[start]
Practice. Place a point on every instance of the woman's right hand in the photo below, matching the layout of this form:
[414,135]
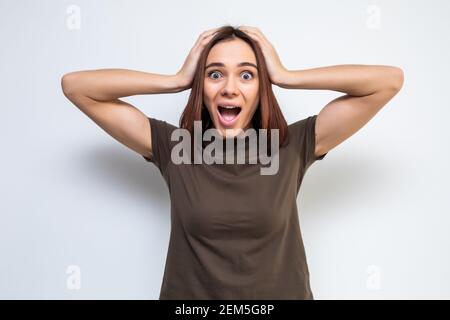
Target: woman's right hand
[187,71]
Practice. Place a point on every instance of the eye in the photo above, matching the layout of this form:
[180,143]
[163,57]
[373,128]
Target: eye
[215,71]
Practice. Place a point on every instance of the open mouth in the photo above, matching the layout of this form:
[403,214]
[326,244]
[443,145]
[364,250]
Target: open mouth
[228,114]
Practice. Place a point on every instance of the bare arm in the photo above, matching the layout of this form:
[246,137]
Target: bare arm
[368,88]
[96,93]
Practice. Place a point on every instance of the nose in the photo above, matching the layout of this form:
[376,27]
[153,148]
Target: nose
[230,87]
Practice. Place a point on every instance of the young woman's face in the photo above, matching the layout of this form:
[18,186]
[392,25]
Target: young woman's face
[230,85]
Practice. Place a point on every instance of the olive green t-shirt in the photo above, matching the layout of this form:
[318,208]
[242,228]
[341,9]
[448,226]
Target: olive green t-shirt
[235,233]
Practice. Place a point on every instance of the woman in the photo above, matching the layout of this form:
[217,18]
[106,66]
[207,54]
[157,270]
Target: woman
[234,231]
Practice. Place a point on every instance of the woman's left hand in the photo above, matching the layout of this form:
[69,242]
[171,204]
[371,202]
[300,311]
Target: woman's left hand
[274,65]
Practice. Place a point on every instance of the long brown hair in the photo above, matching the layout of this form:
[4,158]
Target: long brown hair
[268,114]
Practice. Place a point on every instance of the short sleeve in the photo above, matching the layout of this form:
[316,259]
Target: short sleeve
[161,144]
[304,132]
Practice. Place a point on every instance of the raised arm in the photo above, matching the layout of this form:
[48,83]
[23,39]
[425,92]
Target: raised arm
[96,93]
[368,88]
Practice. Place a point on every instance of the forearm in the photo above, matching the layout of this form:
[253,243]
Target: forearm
[110,84]
[353,79]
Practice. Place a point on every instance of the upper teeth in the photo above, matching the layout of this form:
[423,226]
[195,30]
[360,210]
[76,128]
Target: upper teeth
[229,107]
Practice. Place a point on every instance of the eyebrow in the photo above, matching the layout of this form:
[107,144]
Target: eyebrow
[220,64]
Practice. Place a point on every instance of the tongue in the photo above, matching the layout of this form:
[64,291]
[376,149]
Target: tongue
[229,114]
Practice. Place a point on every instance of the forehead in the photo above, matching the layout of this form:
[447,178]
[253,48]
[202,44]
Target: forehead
[231,53]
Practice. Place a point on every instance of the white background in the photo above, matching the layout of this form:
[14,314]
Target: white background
[end]
**Problem requirements**
Retype the whole listing, keeping every line identical and omitting all pictures.

**The answer**
Practice. Place a point on every instance of the woman's right hand in the photo below, matching the layout of this form:
[414,135]
Target: woman's right hand
[187,71]
Practice. Place a point on every instance of the eye in the photo above, matching the layout of this form:
[180,143]
[163,57]
[373,128]
Target: eye
[215,71]
Practice. Place a point on every instance of the open mouth in the photo above, matching the layout of this form:
[403,214]
[326,244]
[443,145]
[364,250]
Target: open mouth
[228,114]
Practice. Place a point on every instance of the bare arm in the photo above, matching the layout of this form:
[246,137]
Target: bare arm
[368,88]
[96,93]
Practice. Place a point on every instance of the nose in the photo above, matching the layout of this form:
[376,27]
[153,148]
Target: nose
[230,87]
Practice. Place a point on every instance of the young woman's face in the photo above, matching the layout of this form:
[18,186]
[392,25]
Target: young woman's face
[230,85]
Practice. Place a point on every instance of the olive green t-shirt in the photo above, matching the layout of this form:
[318,208]
[242,228]
[341,9]
[448,226]
Target: olive green t-shirt
[235,233]
Practice. Place a point on every instance of the woman in the photo above, matching the layout of this form:
[217,18]
[106,66]
[207,54]
[157,270]
Target: woman
[234,231]
Practice. Place a point on every instance of the woman's left hand in the photo above, matching the layout of this form:
[69,242]
[171,204]
[371,202]
[300,311]
Target: woman's left hand
[274,65]
Practice. Place a point on every instance of the long brown hair in the photo above, matching the layout of this form:
[4,158]
Target: long brown hair
[268,114]
Practice. Place a point on every instance of the short sleeve in the photo above, matching the layout of this form:
[316,259]
Target: short sleeve
[161,144]
[304,132]
Practice. Place a point on every instance of the raised arm in the photo above, matching the layout of this form:
[48,83]
[23,39]
[425,92]
Target: raised arm
[96,93]
[368,88]
Practice. Place a point on every instance of the forearm in the photo above, matching the layout of this form:
[253,243]
Target: forearm
[110,84]
[353,79]
Practice. Place a point on every instance of the upper teeth in the photo above, matching the layout of this form:
[423,226]
[195,30]
[360,210]
[76,128]
Target: upper teeth
[229,107]
Practice. Place a point on every instance of the eyebrow in the photo above, matching the layout of this form:
[107,144]
Target: eyebrow
[220,64]
Practice. Place a point on every instance of the tongue in the photo above, matching the layout of this form:
[64,291]
[376,149]
Target: tongue
[229,114]
Practice. Place a point on every instance of the forehead in the photo above, matching the layout of this form:
[447,178]
[253,48]
[202,44]
Target: forehead
[231,53]
Practice. Place a point on every instance of the white background in the photo above, matching the layout of this form:
[14,314]
Target: white background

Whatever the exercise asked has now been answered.